- [Work instructions]: Turn every line of the material below into a numbered list, skipping blank lines and leaving out the pictures.

- [Available records]:
===============

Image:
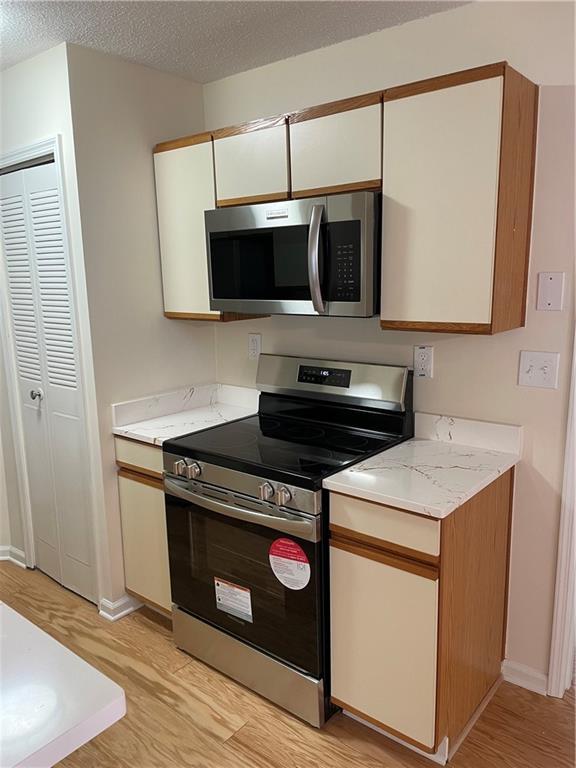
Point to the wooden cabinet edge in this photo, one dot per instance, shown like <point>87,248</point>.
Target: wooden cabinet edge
<point>385,558</point>
<point>336,189</point>
<point>335,107</point>
<point>339,533</point>
<point>272,197</point>
<point>382,726</point>
<point>184,141</point>
<point>445,81</point>
<point>483,329</point>
<point>142,477</point>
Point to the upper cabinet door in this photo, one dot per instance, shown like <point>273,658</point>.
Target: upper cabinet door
<point>184,190</point>
<point>337,147</point>
<point>440,181</point>
<point>251,162</point>
<point>457,182</point>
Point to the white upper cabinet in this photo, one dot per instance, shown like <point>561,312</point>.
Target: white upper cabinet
<point>457,183</point>
<point>184,190</point>
<point>337,147</point>
<point>440,180</point>
<point>251,162</point>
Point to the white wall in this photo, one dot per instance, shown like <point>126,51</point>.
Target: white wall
<point>474,376</point>
<point>119,111</point>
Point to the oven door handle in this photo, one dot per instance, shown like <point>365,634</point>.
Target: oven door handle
<point>314,259</point>
<point>299,526</point>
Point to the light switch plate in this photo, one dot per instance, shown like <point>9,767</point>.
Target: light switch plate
<point>550,291</point>
<point>539,369</point>
<point>254,345</point>
<point>424,362</point>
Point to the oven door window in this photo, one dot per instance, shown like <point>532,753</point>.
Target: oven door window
<point>220,571</point>
<point>268,264</point>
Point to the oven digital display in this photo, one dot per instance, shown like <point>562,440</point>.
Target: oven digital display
<point>331,377</point>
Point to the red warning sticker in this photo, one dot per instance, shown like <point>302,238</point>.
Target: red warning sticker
<point>289,563</point>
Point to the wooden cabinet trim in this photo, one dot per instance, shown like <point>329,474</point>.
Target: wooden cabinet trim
<point>153,482</point>
<point>474,548</point>
<point>222,317</point>
<point>254,125</point>
<point>184,141</point>
<point>385,558</point>
<point>363,539</point>
<point>484,329</point>
<point>383,726</point>
<point>355,186</point>
<point>514,211</point>
<point>445,81</point>
<point>272,197</point>
<point>140,470</point>
<point>335,107</point>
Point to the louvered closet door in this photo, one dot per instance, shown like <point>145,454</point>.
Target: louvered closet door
<point>47,359</point>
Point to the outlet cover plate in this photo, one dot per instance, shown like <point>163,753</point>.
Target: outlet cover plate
<point>424,362</point>
<point>539,369</point>
<point>550,291</point>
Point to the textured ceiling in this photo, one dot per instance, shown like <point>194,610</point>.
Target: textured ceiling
<point>202,41</point>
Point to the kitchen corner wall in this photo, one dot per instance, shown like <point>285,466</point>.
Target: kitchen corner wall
<point>119,111</point>
<point>475,377</point>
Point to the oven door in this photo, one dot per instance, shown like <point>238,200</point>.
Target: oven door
<point>248,568</point>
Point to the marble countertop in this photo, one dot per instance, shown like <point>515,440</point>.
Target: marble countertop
<point>429,476</point>
<point>179,413</point>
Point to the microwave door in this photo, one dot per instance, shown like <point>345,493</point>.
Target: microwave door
<point>265,267</point>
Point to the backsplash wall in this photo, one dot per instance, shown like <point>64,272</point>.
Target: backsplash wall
<point>475,377</point>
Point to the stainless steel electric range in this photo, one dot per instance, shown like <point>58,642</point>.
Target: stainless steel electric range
<point>247,521</point>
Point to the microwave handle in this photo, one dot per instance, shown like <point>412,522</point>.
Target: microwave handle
<point>304,529</point>
<point>314,258</point>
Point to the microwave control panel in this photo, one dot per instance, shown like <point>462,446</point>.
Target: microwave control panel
<point>345,260</point>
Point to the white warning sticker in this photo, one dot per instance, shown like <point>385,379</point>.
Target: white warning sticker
<point>289,563</point>
<point>233,599</point>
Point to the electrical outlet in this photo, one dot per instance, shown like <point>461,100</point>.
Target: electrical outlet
<point>254,346</point>
<point>424,362</point>
<point>539,369</point>
<point>550,291</point>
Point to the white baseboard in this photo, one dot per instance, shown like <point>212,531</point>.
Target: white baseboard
<point>440,757</point>
<point>119,608</point>
<point>13,554</point>
<point>525,677</point>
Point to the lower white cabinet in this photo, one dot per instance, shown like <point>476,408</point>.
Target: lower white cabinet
<point>144,540</point>
<point>384,644</point>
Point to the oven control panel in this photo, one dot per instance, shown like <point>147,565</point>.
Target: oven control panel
<point>331,377</point>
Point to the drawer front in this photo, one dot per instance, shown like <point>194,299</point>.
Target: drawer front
<point>404,529</point>
<point>139,457</point>
<point>383,639</point>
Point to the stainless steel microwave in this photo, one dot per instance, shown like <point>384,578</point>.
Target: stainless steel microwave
<point>318,256</point>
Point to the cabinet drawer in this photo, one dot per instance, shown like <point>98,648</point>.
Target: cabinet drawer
<point>144,541</point>
<point>383,638</point>
<point>139,457</point>
<point>403,529</point>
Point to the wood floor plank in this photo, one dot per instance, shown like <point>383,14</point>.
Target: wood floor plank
<point>183,714</point>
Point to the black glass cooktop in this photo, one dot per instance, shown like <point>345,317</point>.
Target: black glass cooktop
<point>288,450</point>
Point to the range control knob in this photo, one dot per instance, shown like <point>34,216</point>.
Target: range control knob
<point>193,470</point>
<point>179,467</point>
<point>266,491</point>
<point>284,496</point>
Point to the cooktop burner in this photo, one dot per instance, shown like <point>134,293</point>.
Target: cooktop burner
<point>282,449</point>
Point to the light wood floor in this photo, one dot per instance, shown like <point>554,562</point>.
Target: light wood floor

===============

- [Problem solution]:
1. Image:
2. Point to the wooden cabinet edge in this photo, one dot per instance, shown like <point>87,248</point>.
3. Target: wooden cabinet edge
4. <point>385,558</point>
5. <point>336,189</point>
6. <point>335,107</point>
7. <point>339,533</point>
8. <point>272,197</point>
9. <point>382,726</point>
10. <point>184,141</point>
11. <point>445,81</point>
12. <point>483,329</point>
13. <point>142,477</point>
14. Point to the upper cabinet door in this photo, one dot per instance, shown like <point>273,658</point>.
15. Target: upper cabinet door
16. <point>184,190</point>
17. <point>337,147</point>
18. <point>440,181</point>
19. <point>251,162</point>
20. <point>457,182</point>
21. Point to the white upper cabinet in this photo, one dot per instance, shown like <point>561,312</point>.
22. Target: white upper cabinet
23. <point>457,183</point>
24. <point>184,190</point>
25. <point>337,147</point>
26. <point>440,180</point>
27. <point>251,162</point>
28. Point to the white wall in this photo, one dot per instance, shown like <point>126,51</point>.
29. Target: white wall
30. <point>474,376</point>
31. <point>119,111</point>
32. Point to the oven door handle in this photo, one dot per instance, shown like <point>365,634</point>.
33. Target: oven door handle
34. <point>314,259</point>
35. <point>299,526</point>
36. Point to the light switch plate in this photo, one dot per instance, shown like <point>9,767</point>.
37. Target: light switch plate
38. <point>550,291</point>
39. <point>539,369</point>
40. <point>254,345</point>
41. <point>424,362</point>
42. Point to the oven door window in this photo, one dot per instance, shown like <point>532,753</point>.
43. Target: oven door window
44. <point>220,571</point>
45. <point>268,264</point>
46. Point to the oven digital display in this photo, one dot per instance, shown like <point>562,440</point>.
47. Target: oven digital display
48. <point>331,377</point>
49. Point to the red warning sticker in this photo, one dot per instance, shown like <point>302,238</point>.
50. Target: red warning sticker
51. <point>289,563</point>
52. Point to the wooden cabinet trim in this photo, one dot per instance, shown like <point>329,474</point>.
53. Target: wooden cabinet trim
54. <point>153,482</point>
55. <point>474,548</point>
56. <point>222,317</point>
57. <point>254,125</point>
58. <point>184,141</point>
59. <point>385,558</point>
60. <point>363,539</point>
61. <point>484,329</point>
62. <point>383,726</point>
63. <point>355,186</point>
64. <point>514,211</point>
65. <point>445,81</point>
66. <point>272,197</point>
67. <point>140,470</point>
68. <point>335,107</point>
69. Point to the louvered closet door in this photo, one dot per instance, shown like <point>145,454</point>.
70. Target: louvered closet door
71. <point>47,359</point>
72. Point to the outlet cover plate in this photo, one dot per instance, shown like <point>163,753</point>.
73. Target: outlet cover plate
74. <point>424,362</point>
75. <point>539,369</point>
76. <point>550,291</point>
77. Point to the textured ceiling in this photo, one dot per instance, shown like <point>194,610</point>.
78. Target: textured ceiling
79. <point>202,41</point>
80. Point to the kitchen corner wall in this photo, one dot per instance, shown like <point>285,466</point>.
81. Target: kitchen corner wall
82. <point>119,111</point>
83. <point>475,377</point>
84. Point to the oven door in this photo, one dot per instance, shown like <point>238,200</point>.
85. Target: oven door
86. <point>248,568</point>
87. Point to the marble countertop in this photo, one dot per instance, shown like <point>515,440</point>.
88. Target: marble countertop
89. <point>429,476</point>
90. <point>179,413</point>
91. Point to the microwave door in this photo, one dot per instance, shown like <point>345,493</point>.
92. Target: microwave door
93. <point>265,267</point>
94. Point to the backsplash wall in this photo, one dot per instance, shown like <point>64,272</point>.
95. Target: backsplash wall
96. <point>475,377</point>
97. Point to the stainless steel electric range in this photo, one dot per instance, shown like <point>58,642</point>.
98. Target: stainless steel electric range
99. <point>247,521</point>
100. Point to the microwave handle in this photo, one dot per instance, shown like <point>412,522</point>.
101. Target: microwave handle
102. <point>304,529</point>
103. <point>314,258</point>
104. Point to the microwave control panel in this photo, one dot per instance, shown like <point>462,446</point>.
105. Target: microwave control panel
106. <point>345,260</point>
107. Point to the white warning sticker in this photo, one dot per instance, shown like <point>385,379</point>.
108. Target: white warning sticker
109. <point>289,563</point>
110. <point>233,599</point>
111. Point to the electrical outlet in this photo, one dot per instance, shown like <point>461,100</point>.
112. Target: electrical outlet
113. <point>254,346</point>
114. <point>424,362</point>
115. <point>539,369</point>
116. <point>550,291</point>
117. Point to the white baseboard in this photo, one dot per instance, shown like <point>212,531</point>.
118. Target: white baseboard
119. <point>440,757</point>
120. <point>119,608</point>
121. <point>13,554</point>
122. <point>525,677</point>
123. Point to the lower white cabinet in this photo, one dot per instance, shown like <point>476,408</point>.
124. Target: lower white cabinet
125. <point>144,540</point>
126. <point>384,644</point>
127. Point to the oven control panel in this photo, one dot per instance, shown like <point>147,565</point>.
128. Target: oven control panel
129. <point>331,377</point>
130. Point to the drawer front in this photo, one dot per instance, shown like <point>194,299</point>.
131. Target: drawer front
132. <point>404,529</point>
133. <point>139,457</point>
134. <point>383,639</point>
135. Point to the stainless steel microwave in this photo, one dot per instance, shown like <point>384,578</point>.
136. Target: stainless steel microwave
137. <point>318,256</point>
138. Point to the cabinet drawer in this photo, one dot per instance, shown like <point>98,648</point>.
139. Target: cabinet drawer
140. <point>144,541</point>
141. <point>383,638</point>
142. <point>139,457</point>
143. <point>403,529</point>
144. Point to the wood floor plank in this photo, one dot per instance, shown like <point>383,14</point>.
145. Target: wood floor plank
146. <point>183,714</point>
147. Point to the black glass cooktop in this photo, one dot per instance, shown like <point>345,317</point>.
148. Target: black glass cooktop
149. <point>288,450</point>
150. Point to the range control knob in this photo, one dot per instance, shown like <point>34,216</point>.
151. Target: range control knob
152. <point>193,470</point>
153. <point>179,467</point>
154. <point>266,491</point>
155. <point>284,496</point>
156. Point to the cooktop burner in this photo, one dot per instance, shown like <point>134,293</point>.
157. Target: cooktop burner
158. <point>282,449</point>
159. Point to the light wood floor in this photo, one dot per instance, shown like <point>554,562</point>.
160. Target: light wood floor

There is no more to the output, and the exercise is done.